● **Excerpt provided**:

>> Begin

Barbara and Johnna sit in the study, in the same positions that Beverly and Johnna sat in during the Prologue. Barbara is drunk, and nurses a glass of whiskey. She tells Johnna that the last time she spoke with her father, the two of them were talking about the state of the world, and he lamented that America had lost its sense of promise. Barbara reveals that she now thinks that Beverly was talking about having lost faith in something more specific, or personal, than American in general. She says there was something hopeless in his voice, as if it was already too late—not just for him, but for America.
This scene is designed to mirror the prologue, and to show the similarities between Barbara and Beverly. Barbara, too, is aware of the changing landscape of her country, and seems to intuit that her father’s forfeiture of his life is a metaphor for a larger shift in the landscape of her world. Barbara can’t possibly know, in calling Johnna into the study and monologuing at her while sipping on whiskey, that she is mirroring her father’s earlier behavior—yet for Johnna it must be a disorienting experience.

>> End

● **Exercise instructions**: According to the scene summary, what did Barbara's father lament that America had lost? Answer using only the scene summary above.

● **Data rows**:
>> Begin

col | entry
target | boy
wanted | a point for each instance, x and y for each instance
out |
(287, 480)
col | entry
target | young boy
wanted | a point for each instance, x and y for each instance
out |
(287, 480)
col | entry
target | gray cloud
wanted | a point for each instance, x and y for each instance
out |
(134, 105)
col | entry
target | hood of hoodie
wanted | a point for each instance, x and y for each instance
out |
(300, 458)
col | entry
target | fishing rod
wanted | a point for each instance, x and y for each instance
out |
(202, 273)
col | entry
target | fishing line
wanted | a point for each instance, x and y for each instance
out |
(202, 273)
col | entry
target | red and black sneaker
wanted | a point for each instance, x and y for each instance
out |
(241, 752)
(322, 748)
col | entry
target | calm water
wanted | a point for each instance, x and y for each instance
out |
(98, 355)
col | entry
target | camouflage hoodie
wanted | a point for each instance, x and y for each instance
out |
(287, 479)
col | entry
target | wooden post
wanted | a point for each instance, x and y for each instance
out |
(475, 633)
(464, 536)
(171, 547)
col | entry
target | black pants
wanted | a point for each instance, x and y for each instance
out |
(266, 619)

>> End

● **Problem solution**: Its sense of promise.